START Given entries
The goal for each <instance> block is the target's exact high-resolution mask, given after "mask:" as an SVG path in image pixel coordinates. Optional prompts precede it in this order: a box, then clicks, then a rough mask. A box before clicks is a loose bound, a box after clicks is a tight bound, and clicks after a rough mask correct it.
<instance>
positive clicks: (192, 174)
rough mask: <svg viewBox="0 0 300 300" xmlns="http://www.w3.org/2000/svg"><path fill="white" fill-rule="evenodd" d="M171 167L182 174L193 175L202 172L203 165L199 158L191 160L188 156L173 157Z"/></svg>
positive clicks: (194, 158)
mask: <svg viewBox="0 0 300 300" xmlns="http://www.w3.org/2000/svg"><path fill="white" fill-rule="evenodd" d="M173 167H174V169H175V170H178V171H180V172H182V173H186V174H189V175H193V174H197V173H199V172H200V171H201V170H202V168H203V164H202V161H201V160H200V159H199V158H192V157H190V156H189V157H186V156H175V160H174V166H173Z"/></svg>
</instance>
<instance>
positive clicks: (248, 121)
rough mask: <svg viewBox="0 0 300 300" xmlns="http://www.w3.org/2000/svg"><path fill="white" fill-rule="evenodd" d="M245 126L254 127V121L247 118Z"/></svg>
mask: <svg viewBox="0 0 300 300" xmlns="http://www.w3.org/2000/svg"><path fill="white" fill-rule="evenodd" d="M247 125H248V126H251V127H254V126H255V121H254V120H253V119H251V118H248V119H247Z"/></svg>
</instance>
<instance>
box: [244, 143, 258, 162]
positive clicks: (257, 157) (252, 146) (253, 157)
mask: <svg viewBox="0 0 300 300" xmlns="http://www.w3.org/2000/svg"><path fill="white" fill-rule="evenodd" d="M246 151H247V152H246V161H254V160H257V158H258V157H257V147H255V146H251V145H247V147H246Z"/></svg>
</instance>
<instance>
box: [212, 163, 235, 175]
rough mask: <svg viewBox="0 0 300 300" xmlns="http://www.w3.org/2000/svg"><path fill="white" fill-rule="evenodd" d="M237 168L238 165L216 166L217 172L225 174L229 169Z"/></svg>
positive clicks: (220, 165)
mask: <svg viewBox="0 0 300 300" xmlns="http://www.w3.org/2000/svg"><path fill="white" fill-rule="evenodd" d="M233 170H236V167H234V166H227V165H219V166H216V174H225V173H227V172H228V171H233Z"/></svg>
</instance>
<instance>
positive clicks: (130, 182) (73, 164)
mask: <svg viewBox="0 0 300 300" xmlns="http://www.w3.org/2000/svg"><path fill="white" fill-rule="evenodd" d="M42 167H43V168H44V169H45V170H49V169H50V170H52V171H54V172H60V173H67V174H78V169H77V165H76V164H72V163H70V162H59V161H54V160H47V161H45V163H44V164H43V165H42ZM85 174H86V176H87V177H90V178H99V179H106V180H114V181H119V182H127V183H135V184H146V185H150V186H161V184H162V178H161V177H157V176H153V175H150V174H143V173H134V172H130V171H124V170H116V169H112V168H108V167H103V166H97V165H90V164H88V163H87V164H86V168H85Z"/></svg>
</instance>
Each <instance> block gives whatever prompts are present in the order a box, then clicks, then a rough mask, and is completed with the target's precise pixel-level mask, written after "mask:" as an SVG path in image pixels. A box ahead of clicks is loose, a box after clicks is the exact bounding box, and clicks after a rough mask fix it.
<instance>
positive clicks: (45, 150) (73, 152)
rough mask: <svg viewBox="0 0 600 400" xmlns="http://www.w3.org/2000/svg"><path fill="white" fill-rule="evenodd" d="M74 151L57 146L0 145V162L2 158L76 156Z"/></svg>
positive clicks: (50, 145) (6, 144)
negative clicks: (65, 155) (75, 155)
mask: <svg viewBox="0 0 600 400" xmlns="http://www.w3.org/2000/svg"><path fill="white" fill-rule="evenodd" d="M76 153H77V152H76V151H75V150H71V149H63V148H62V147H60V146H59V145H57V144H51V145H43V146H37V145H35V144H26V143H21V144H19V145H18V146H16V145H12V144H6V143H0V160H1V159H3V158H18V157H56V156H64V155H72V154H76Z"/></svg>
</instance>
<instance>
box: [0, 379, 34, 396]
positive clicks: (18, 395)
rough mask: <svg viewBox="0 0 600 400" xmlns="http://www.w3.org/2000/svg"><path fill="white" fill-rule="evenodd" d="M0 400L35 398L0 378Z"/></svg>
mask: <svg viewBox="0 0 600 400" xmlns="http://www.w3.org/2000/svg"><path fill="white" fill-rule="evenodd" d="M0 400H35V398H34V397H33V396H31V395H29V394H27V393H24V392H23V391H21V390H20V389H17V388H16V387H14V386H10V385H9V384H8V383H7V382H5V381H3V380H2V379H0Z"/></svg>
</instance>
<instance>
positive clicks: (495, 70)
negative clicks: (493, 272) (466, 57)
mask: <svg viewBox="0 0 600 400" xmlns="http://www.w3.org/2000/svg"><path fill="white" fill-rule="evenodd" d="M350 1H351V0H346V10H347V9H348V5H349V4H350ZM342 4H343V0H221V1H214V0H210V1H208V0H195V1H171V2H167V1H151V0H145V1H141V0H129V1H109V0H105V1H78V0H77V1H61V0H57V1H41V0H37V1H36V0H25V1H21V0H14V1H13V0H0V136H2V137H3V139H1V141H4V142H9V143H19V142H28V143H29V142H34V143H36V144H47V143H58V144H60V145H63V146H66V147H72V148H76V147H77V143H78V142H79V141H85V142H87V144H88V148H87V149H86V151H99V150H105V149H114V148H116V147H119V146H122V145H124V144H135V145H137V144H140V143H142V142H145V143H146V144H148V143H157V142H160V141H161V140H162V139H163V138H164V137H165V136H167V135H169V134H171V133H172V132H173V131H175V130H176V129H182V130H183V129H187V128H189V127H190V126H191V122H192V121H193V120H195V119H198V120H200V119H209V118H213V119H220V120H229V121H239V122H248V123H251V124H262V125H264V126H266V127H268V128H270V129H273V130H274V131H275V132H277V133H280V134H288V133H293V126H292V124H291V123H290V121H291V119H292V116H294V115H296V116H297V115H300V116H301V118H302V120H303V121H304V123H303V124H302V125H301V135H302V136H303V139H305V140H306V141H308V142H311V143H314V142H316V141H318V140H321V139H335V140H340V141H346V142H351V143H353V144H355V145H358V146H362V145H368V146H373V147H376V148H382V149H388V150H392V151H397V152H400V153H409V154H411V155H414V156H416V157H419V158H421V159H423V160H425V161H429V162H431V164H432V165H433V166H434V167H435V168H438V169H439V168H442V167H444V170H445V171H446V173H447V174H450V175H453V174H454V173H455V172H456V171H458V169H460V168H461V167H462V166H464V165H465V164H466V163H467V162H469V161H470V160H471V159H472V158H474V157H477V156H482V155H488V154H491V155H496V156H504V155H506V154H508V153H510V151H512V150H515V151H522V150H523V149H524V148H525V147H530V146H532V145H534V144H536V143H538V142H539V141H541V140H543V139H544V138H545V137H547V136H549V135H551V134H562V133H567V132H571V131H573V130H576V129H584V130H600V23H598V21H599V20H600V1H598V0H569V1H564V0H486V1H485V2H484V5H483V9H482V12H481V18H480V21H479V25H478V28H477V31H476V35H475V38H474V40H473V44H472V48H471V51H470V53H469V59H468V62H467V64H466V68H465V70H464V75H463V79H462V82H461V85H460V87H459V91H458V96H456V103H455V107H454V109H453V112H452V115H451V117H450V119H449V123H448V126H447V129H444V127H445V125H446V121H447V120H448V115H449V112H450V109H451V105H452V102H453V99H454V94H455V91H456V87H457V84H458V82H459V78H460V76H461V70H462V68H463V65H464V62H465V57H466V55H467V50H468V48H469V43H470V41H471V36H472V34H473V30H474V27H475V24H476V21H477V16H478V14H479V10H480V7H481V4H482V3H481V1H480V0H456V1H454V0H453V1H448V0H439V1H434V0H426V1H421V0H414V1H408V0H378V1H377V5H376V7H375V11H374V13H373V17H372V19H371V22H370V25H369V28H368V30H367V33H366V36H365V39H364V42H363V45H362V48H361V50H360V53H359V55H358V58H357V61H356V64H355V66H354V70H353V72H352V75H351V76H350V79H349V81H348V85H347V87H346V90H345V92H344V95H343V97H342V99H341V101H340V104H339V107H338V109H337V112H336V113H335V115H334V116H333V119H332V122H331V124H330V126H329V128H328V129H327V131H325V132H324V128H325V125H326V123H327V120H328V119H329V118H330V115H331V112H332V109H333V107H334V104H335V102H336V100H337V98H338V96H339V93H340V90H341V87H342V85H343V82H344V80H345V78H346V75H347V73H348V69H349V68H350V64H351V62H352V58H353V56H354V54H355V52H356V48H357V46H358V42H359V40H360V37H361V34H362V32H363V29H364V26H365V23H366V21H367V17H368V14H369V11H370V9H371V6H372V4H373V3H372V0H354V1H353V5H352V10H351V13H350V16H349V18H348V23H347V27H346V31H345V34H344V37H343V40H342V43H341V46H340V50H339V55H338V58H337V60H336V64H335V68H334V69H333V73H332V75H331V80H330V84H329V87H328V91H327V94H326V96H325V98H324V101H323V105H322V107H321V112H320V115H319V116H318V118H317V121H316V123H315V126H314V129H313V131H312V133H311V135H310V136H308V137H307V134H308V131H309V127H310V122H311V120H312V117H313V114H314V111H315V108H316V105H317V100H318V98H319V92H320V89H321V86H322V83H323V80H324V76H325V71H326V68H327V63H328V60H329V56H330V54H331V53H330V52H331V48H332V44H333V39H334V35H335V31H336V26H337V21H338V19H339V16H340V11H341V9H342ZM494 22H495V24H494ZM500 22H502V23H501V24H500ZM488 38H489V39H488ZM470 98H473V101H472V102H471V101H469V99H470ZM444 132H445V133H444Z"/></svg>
END Given entries
- Required action:
What is needed is a copy of every line above in which "pixel" appears.

- Response:
The goal for each <instance> block is the target's exact high-resolution mask, given after "mask:" as an SVG path in image pixel coordinates. Optional prompts precede it in this order: a box, then clicks, then a rough mask. A box before clicks is a loose bound, a box after clicks is a tight bound, and clicks after a rough mask correct it.
Each <instance> block gives whatever prompts are present in the order a box, then clicks, then a rough mask, and is completed with the target's precise pixel-level mask, written after "mask:" as an SVG path in image pixels. A box ahead of clicks is loose, a box after clicks is the exact bounding box, and clicks after a rough mask fix it.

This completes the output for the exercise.